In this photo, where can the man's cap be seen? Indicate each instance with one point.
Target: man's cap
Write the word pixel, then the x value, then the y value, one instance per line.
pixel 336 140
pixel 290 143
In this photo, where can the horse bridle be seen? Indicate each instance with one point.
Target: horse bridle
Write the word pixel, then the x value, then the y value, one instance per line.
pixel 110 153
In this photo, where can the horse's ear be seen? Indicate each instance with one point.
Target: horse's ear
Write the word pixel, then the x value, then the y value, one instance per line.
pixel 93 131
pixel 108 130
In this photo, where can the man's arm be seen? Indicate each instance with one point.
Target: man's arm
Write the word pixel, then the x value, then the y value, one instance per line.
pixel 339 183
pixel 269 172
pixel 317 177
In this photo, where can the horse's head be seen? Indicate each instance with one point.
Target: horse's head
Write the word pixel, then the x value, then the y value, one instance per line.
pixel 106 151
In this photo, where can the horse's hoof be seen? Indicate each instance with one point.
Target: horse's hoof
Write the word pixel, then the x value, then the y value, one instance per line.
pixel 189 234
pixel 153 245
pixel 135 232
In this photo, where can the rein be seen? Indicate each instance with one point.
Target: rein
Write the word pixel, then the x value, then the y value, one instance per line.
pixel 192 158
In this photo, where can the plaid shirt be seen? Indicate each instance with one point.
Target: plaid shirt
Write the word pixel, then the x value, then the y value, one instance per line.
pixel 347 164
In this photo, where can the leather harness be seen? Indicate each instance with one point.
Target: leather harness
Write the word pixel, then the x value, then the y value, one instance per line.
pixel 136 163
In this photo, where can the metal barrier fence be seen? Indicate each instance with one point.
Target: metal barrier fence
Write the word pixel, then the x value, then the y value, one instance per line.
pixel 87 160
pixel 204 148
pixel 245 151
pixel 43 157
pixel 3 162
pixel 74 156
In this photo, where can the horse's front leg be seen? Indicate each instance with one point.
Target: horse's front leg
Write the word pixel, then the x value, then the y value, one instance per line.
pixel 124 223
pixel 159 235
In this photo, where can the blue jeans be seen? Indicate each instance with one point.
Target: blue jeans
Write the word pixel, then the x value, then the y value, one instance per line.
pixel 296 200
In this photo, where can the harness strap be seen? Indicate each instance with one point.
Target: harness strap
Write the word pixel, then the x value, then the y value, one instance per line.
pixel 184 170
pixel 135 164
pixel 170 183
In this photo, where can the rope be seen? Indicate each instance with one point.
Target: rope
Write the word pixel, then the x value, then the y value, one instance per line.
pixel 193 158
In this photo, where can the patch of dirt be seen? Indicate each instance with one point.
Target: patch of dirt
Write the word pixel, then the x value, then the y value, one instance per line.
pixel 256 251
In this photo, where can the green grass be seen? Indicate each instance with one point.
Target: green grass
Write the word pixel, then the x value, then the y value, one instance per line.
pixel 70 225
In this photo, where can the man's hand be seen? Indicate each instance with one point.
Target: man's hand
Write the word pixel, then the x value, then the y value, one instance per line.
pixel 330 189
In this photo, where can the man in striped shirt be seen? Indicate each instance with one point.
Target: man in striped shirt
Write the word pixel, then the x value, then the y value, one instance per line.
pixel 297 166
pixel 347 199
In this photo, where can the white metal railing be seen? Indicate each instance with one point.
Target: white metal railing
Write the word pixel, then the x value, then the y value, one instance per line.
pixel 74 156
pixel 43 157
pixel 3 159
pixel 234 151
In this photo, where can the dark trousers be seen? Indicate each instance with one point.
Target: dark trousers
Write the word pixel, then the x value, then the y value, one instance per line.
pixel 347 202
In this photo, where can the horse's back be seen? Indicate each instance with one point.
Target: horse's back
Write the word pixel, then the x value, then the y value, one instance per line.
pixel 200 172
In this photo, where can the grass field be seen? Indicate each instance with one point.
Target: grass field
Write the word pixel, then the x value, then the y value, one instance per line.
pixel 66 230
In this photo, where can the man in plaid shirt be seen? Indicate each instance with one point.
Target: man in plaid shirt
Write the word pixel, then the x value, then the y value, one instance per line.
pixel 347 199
============================================================
Using the data above, say how many lines include the word "front". Write only that number.

ANSWER BELOW: 2